━━━━━ Textauszug ━━━━━

4 min 27. Sep 2023 Freizeit

Engagement älterer Menschen in der Nachbarschaftshilfe

Die organisierte, formelle Nachbarschaftshilfe vermittelt freiwillig Helfende mit Menschen, die Unterstützung suchen. Tania Berchtold ist seit zehn Jahren Vermittlerin der Nachbarschaftshilfe in Zürcher Stadtkreis 6 und berichtet hier über ihre Erfahrungen.

Von Tania Berchtold

Praktische Nachbarschaftshilfe beim Einkaufen

Glücklich ist, wer in der Nachbarschaft Personen kennt, die bei Bedarf zu Hilfe kommen können. Diese spontane, informelle Hilfe steht aber nicht immer oder nur sehr begrenzt zur Verfügung. Hier springt die organisierte, formelle Nachbarschaftshilfe ein.

━━━━━ Angezeigte Einträge ━━━━━

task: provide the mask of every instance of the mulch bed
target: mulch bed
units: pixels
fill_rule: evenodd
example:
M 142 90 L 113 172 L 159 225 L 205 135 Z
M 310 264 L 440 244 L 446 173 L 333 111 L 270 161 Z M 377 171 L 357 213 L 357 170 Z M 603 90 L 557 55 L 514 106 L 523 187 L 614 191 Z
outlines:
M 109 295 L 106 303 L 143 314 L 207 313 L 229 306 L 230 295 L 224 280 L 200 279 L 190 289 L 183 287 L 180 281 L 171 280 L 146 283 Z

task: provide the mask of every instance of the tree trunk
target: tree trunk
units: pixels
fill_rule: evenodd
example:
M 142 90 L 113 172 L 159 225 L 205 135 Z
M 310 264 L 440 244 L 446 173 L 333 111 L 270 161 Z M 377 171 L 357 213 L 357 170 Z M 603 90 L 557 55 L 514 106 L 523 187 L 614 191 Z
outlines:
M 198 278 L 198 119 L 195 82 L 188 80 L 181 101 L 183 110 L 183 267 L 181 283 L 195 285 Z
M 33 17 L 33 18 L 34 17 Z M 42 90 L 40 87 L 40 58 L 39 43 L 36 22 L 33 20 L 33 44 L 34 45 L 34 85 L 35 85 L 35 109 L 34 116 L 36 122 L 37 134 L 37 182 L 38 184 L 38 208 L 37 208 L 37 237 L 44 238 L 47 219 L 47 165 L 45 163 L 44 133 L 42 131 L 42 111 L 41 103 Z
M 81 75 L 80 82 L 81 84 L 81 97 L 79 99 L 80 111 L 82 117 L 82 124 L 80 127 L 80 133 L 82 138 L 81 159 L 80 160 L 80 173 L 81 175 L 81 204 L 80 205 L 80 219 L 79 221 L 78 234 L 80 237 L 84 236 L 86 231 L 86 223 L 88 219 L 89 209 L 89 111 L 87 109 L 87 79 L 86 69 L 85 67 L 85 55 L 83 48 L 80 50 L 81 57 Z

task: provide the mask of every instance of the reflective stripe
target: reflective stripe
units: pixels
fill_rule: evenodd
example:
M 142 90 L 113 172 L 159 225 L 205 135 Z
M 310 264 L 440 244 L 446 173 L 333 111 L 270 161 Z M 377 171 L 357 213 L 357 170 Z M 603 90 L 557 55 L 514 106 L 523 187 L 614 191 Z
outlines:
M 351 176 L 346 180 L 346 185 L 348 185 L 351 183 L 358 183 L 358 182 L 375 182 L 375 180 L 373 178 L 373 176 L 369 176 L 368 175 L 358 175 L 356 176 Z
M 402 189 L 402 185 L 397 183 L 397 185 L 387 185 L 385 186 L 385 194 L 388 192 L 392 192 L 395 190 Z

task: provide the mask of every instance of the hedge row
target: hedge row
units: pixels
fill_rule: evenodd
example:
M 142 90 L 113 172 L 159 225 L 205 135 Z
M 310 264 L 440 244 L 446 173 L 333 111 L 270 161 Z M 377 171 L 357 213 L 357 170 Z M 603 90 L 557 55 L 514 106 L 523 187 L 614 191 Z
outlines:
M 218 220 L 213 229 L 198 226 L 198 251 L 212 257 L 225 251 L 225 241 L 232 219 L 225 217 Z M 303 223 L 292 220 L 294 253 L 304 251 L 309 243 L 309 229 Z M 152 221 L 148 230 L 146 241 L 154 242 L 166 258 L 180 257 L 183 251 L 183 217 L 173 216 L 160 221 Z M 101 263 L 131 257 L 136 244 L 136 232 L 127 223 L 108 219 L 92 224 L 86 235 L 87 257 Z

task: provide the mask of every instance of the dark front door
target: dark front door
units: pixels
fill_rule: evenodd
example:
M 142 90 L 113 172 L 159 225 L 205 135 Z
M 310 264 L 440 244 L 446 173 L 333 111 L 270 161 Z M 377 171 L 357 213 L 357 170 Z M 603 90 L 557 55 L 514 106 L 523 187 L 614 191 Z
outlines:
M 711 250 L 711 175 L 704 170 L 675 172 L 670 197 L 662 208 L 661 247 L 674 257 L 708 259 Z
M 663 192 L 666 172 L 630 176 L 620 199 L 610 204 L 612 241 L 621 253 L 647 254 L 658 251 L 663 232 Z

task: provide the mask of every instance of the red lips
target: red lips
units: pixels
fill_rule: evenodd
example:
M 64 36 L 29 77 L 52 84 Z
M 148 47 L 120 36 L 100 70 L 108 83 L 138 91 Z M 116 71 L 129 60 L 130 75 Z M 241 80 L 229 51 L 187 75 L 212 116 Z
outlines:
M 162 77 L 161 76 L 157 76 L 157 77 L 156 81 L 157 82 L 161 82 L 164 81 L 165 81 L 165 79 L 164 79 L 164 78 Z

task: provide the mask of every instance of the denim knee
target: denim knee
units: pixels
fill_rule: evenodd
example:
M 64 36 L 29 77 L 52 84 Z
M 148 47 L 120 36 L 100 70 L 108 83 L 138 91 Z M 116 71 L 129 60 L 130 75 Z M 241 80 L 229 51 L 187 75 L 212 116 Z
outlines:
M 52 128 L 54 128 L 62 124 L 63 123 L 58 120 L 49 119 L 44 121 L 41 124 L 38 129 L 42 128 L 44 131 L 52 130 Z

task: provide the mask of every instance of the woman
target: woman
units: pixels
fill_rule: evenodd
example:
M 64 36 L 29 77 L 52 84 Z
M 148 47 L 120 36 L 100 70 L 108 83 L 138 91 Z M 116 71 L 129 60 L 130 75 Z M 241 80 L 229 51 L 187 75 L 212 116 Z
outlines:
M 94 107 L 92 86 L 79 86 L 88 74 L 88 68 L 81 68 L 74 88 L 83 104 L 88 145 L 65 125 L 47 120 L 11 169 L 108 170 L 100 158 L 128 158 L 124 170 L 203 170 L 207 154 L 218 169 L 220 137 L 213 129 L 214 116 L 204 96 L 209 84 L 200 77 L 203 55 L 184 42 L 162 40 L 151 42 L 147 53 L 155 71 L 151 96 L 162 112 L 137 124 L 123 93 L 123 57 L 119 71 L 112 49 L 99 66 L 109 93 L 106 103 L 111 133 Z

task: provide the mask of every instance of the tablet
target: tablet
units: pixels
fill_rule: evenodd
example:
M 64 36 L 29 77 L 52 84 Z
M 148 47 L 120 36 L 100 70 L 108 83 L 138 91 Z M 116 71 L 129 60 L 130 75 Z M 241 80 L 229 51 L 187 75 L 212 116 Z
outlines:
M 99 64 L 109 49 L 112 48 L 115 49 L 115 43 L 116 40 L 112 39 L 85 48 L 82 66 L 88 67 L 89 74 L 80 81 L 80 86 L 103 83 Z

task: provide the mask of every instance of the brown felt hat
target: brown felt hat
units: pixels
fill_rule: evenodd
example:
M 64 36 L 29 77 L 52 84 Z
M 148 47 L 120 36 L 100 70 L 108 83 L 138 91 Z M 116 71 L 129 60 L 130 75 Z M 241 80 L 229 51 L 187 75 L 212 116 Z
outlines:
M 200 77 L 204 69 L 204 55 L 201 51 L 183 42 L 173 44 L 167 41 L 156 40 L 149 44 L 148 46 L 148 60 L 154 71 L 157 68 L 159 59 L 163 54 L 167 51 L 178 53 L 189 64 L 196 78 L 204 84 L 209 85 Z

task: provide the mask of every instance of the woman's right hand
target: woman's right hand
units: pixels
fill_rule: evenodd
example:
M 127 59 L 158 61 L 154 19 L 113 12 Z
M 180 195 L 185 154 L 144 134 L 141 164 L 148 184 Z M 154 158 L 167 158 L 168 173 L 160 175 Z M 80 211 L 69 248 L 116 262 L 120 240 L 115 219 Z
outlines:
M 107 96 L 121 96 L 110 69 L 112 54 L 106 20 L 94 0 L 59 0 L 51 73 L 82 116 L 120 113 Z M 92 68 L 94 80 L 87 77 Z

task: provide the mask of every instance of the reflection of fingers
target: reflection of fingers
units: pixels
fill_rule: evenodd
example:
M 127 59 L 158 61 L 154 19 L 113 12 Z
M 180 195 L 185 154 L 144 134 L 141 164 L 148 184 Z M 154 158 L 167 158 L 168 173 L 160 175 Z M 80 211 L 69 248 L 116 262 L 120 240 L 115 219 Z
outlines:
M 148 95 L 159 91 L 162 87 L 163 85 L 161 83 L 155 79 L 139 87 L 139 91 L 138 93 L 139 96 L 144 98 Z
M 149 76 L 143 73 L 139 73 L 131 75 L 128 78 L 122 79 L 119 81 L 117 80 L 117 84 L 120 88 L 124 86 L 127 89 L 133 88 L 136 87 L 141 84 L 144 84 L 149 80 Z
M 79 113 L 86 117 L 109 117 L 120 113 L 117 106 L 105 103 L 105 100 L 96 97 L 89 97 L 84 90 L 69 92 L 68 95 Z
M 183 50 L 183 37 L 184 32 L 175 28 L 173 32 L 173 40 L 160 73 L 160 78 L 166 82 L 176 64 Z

━━━━━

● Aufgabenstellung 1
Seit wie vielen Jahren ist Tania Berchtold laut dem Textauszug Vermittlerin der Nachbarschaftshilfe im Zürcher Stadtkreis 6?
● Aufgabenstellung 2
Gib den Abschnitt des Textauszugs wortgetreu wieder, der mit „Engagement älterer Menschen“ anfängt und bis einschließlich „über ihre Erfahrungen.“ geht.

● Ergebnis 1
Seit zehn Jahren.

● Ergebnis 2
Engagement älterer Menschen in der Nachbarschaftshilfe

Die organisierte, formelle Nachbarschaftshilfe vermittelt freiwillig Helfende mit Menschen, die Unterstützung suchen. Tania Berchtold ist seit zehn Jahren Vermittlerin der Nachbarschaftshilfe in Zürcher Stadtkreis 6 und berichtet hier über ihre Erfahrungen.